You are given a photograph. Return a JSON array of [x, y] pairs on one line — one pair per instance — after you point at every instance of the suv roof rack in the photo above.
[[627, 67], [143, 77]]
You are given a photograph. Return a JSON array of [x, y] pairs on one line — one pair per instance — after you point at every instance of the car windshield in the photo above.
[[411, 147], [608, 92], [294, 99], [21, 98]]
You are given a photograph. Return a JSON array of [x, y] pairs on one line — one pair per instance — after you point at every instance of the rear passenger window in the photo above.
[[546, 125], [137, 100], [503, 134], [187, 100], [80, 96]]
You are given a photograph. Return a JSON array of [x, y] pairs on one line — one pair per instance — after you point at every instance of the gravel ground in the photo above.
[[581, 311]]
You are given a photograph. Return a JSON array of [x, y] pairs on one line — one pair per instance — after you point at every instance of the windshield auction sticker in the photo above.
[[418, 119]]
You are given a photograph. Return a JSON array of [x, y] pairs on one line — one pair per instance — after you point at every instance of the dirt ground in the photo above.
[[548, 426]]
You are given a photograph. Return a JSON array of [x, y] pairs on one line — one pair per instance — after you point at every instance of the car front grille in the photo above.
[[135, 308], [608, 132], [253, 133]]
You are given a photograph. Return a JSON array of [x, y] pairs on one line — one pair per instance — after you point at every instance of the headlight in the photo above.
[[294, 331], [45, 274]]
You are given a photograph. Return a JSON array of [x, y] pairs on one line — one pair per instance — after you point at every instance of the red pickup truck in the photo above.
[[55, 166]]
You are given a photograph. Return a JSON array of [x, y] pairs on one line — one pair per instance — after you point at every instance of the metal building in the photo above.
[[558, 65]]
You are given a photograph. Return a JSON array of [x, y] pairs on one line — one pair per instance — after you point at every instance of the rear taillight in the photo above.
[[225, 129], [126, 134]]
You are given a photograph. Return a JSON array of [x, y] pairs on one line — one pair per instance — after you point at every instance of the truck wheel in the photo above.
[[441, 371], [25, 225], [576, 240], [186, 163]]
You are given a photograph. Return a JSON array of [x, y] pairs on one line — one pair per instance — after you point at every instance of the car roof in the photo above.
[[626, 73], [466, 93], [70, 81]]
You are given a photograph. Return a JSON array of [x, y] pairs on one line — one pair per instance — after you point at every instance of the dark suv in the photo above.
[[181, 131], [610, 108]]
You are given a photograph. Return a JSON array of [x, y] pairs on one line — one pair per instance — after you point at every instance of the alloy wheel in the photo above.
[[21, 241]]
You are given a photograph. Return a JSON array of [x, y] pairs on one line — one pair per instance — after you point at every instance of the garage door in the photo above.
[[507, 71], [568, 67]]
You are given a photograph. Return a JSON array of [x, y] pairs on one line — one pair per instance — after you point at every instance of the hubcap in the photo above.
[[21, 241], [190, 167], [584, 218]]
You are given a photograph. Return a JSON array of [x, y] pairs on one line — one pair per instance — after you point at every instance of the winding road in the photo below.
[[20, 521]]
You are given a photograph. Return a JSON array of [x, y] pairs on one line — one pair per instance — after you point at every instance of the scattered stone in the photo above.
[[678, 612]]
..........
__WORK TO BE COMPLETED__
Go through the data and return every record exactly.

__ANSWER TO THIS EXERCISE__
You are given a photograph. Return a JSON array of [x, y] pairs on one line — one pair per instance — after you point at every instance of the suv roof rack in the photo above.
[[627, 67], [143, 77]]
You are given a photograph. Return a JSON array of [x, y] pairs on one line — one pair per instance — after you point at every instance of the car windshield in the photo above.
[[411, 147], [608, 92], [294, 99], [21, 98]]
You are given a photograph. Return a JSON array of [x, y] pairs on one line — one pair per instance — after you point at every instance of the rear passenger window in the photo above.
[[546, 125], [137, 100], [503, 134], [187, 100], [80, 96]]
You are given a photograph. Return a JSON array of [x, y] pairs on one line — one pair per instance — after you point at every instance of the gravel ground in the photo above.
[[581, 311]]
You are given a photograph. Return a JSON array of [x, y] pairs on one line — one pair per instance — after you point at every instance of the windshield auction sticker in the photo above.
[[418, 119]]
You are given a photograph. Return a JSON array of [x, y] pairs on one line — one pair per instance — after you point at every instance of the dirt ground in the photo above.
[[548, 426]]
You are given a photograph. Return a JSON array of [x, y] pairs on one line — one pair per instance — after you point at every instance of the car front grille in the photo above.
[[135, 308], [608, 132], [253, 133]]
You are given a photograph. Return a JSON array of [x, y] pairs on one line — one pair per instance — after you point at every instance of the headlight in the photo above.
[[294, 331], [45, 274]]
You are given a photograph. Return a JSON array of [x, y] pairs on one line — one pair per instance — after you point at every instance of the red pickup truck in the photo above.
[[55, 166]]
You are given a photograph. Return a JSON array of [x, y] pairs on one line — one pair per instance — after you point at every instance of the metal building in the photo above.
[[558, 65]]
You are given a photograph. Return a JSON array of [x, y] pairs on one line — one pair per instance — after you point at every instance of the rear taillight in the photo above.
[[225, 129], [126, 134]]
You are given a photograph. Return a JSON array of [x, y] pairs on one line — one pair per instance — after you point at every instance of the truck wheel in the photo above.
[[441, 371], [25, 225], [576, 240], [186, 163]]
You are given a photograph. Return a JSON array of [x, y] pairs on one line — one pair per instance — after you point at every instance of the car roof in the photo above.
[[626, 73], [466, 93], [70, 81]]
You are given a photograph. Return a JSON array of [x, y] pairs on one line — one pair per instance — after you point at every instance of the dark suv in the photo above.
[[181, 131], [610, 108]]
You are given a photograph. Return a JSON array of [x, y] pairs on one line — one pair per instance — after you point at every instance of the alloy wheel in the photo above.
[[21, 241]]
You are given a photograph. Return a JSON array of [x, y] pairs on one line — one pair per instance — after you point at every instance of the garage door in the photo above.
[[507, 71], [568, 67]]
You are given a photograph. Return a JSON array of [x, y] pairs on one line — one pair per instance — after you point at every instance of the hubcap in the photo above.
[[21, 241], [190, 167], [584, 218]]
You are given a photograph. Return a JSON array of [x, y] pairs on one line — one pair per instance — after you point at every instance of the winding road in the photo below.
[[20, 521]]
You are given a photograph. Return a JSON array of [x, y] pairs on one line — one pair per instance — after you point at every instance of the scattered stone in the photo above.
[[678, 612]]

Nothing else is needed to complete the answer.